** Provided information follows **
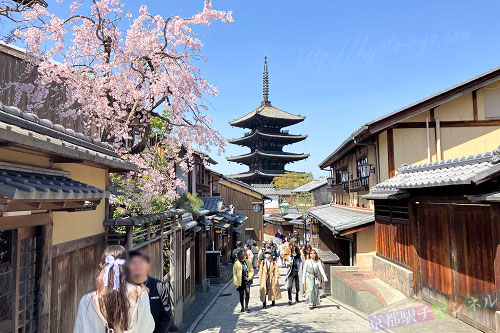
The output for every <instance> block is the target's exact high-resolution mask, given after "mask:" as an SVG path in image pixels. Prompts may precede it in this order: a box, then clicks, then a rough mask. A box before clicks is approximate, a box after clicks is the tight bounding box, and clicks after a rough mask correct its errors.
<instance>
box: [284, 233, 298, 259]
mask: <svg viewBox="0 0 500 333" xmlns="http://www.w3.org/2000/svg"><path fill="white" fill-rule="evenodd" d="M295 244H296V240H295V238H290V241H289V242H288V243H287V244H286V245H285V248H284V251H283V259H284V260H285V261H287V260H288V257H290V254H291V253H292V248H293V247H294V246H295Z"/></svg>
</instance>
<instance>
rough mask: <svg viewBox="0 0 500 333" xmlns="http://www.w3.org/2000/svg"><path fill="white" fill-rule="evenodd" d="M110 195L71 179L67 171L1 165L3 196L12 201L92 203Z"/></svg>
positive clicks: (7, 165)
mask: <svg viewBox="0 0 500 333" xmlns="http://www.w3.org/2000/svg"><path fill="white" fill-rule="evenodd" d="M107 195H108V193H107V192H106V191H104V190H102V189H99V188H96V187H93V186H90V185H88V184H85V183H81V182H78V181H75V180H73V179H71V177H70V174H69V173H67V172H64V171H59V170H53V169H42V168H35V167H29V166H24V165H17V164H8V163H0V197H4V198H9V199H12V200H18V199H19V200H71V199H83V200H90V199H102V198H105V197H106V196H107Z"/></svg>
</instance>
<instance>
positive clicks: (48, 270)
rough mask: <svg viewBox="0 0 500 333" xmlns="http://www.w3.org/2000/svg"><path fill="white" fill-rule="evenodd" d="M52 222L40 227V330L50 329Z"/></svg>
mask: <svg viewBox="0 0 500 333" xmlns="http://www.w3.org/2000/svg"><path fill="white" fill-rule="evenodd" d="M52 229H53V225H52V223H49V224H46V225H45V226H43V228H42V262H41V276H40V301H39V303H38V314H39V315H38V327H40V331H41V332H49V331H50V324H51V323H50V297H51V292H52Z"/></svg>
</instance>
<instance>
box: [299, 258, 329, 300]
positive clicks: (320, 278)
mask: <svg viewBox="0 0 500 333" xmlns="http://www.w3.org/2000/svg"><path fill="white" fill-rule="evenodd" d="M321 280H323V282H328V278H327V277H326V274H325V270H324V269H323V263H322V262H321V260H319V257H318V253H317V252H316V250H312V251H311V255H310V257H309V259H307V260H306V262H305V264H304V269H303V273H302V281H303V283H304V290H305V292H306V303H307V304H309V309H313V308H315V307H316V306H318V305H319V304H320V297H319V296H320V295H319V286H320V285H321Z"/></svg>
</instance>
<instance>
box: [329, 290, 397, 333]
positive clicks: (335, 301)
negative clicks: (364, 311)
mask: <svg viewBox="0 0 500 333" xmlns="http://www.w3.org/2000/svg"><path fill="white" fill-rule="evenodd" d="M326 298H328V299H329V300H330V301H332V302H334V303H337V305H339V306H341V307H343V308H344V309H346V310H347V311H350V312H352V313H354V314H355V315H357V316H358V317H361V318H363V319H364V320H366V321H368V315H367V314H366V313H364V312H362V311H359V310H358V309H356V308H354V307H352V306H350V305H347V304H345V303H343V302H341V301H339V300H338V299H336V298H335V297H333V296H326ZM380 332H387V333H395V332H394V331H393V330H391V329H386V330H383V331H380Z"/></svg>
** End of Provided information **
_Task goal_: Copy each line of the records precisely and drop any images they hold.

_Task solution_:
The output for every <instance> block is the target's exact high-resolution mask, given after "mask:" as an SVG path in image pixels. Prompts may precede it in this order: a box, then clicks, then a rough mask. A box before clicks is approximate, a box after clicks is the tight bounding box, and clicks after a rough mask correct its errors.
<instance>
box: [284, 233, 298, 259]
mask: <svg viewBox="0 0 500 333" xmlns="http://www.w3.org/2000/svg"><path fill="white" fill-rule="evenodd" d="M295 244H296V240H295V238H290V241H289V242H288V243H287V244H286V245H285V248H284V251H283V259H284V260H285V261H287V260H288V257H290V254H291V253H292V248H293V247H294V246H295Z"/></svg>
</instance>
<instance>
rough mask: <svg viewBox="0 0 500 333" xmlns="http://www.w3.org/2000/svg"><path fill="white" fill-rule="evenodd" d="M110 195L71 179L67 171L1 165L3 196L12 201L92 203Z"/></svg>
positive clicks: (7, 165)
mask: <svg viewBox="0 0 500 333" xmlns="http://www.w3.org/2000/svg"><path fill="white" fill-rule="evenodd" d="M107 195H108V193H107V192H106V191H104V190H102V189H99V188H96V187H93V186H90V185H88V184H85V183H81V182H78V181H75V180H73V179H71V177H70V174H69V173H67V172H64V171H59V170H53V169H42V168H35V167H29V166H24V165H17V164H8V163H0V197H4V198H9V199H12V200H18V199H19V200H71V199H83V200H90V199H102V198H105V197H106V196H107Z"/></svg>
</instance>
<instance>
positive clicks: (48, 270)
rough mask: <svg viewBox="0 0 500 333" xmlns="http://www.w3.org/2000/svg"><path fill="white" fill-rule="evenodd" d="M52 222L40 227V330L50 329Z"/></svg>
mask: <svg viewBox="0 0 500 333" xmlns="http://www.w3.org/2000/svg"><path fill="white" fill-rule="evenodd" d="M52 229H53V225H52V223H49V224H46V225H45V226H43V228H42V262H41V276H40V301H39V303H38V314H39V315H38V327H40V331H41V332H49V331H50V324H51V323H50V297H51V292H52Z"/></svg>
</instance>
<instance>
box: [299, 258, 329, 300]
positive clicks: (320, 278)
mask: <svg viewBox="0 0 500 333" xmlns="http://www.w3.org/2000/svg"><path fill="white" fill-rule="evenodd" d="M321 280H323V282H328V278H327V277H326V274H325V270H324V269H323V263H322V262H321V260H319V257H318V253H317V252H316V250H312V251H311V255H310V257H309V259H307V260H306V262H305V264H304V269H303V273H302V281H303V283H304V290H305V292H306V303H307V304H309V309H313V308H315V307H316V306H318V305H319V304H320V297H319V296H320V295H319V286H320V285H321Z"/></svg>
</instance>
<instance>
box: [329, 290, 397, 333]
positive clicks: (335, 301)
negative clicks: (364, 311)
mask: <svg viewBox="0 0 500 333" xmlns="http://www.w3.org/2000/svg"><path fill="white" fill-rule="evenodd" d="M326 298H328V299H329V300H330V301H332V302H334V303H337V305H339V306H341V307H343V308H344V309H346V310H347V311H350V312H352V313H354V314H355V315H357V316H358V317H361V318H363V319H364V320H366V321H368V315H367V314H366V313H364V312H362V311H359V310H358V309H356V308H354V307H352V306H350V305H347V304H345V303H343V302H341V301H339V300H338V299H336V298H335V297H333V296H326ZM380 332H387V333H395V332H394V331H393V330H391V329H386V330H383V331H380Z"/></svg>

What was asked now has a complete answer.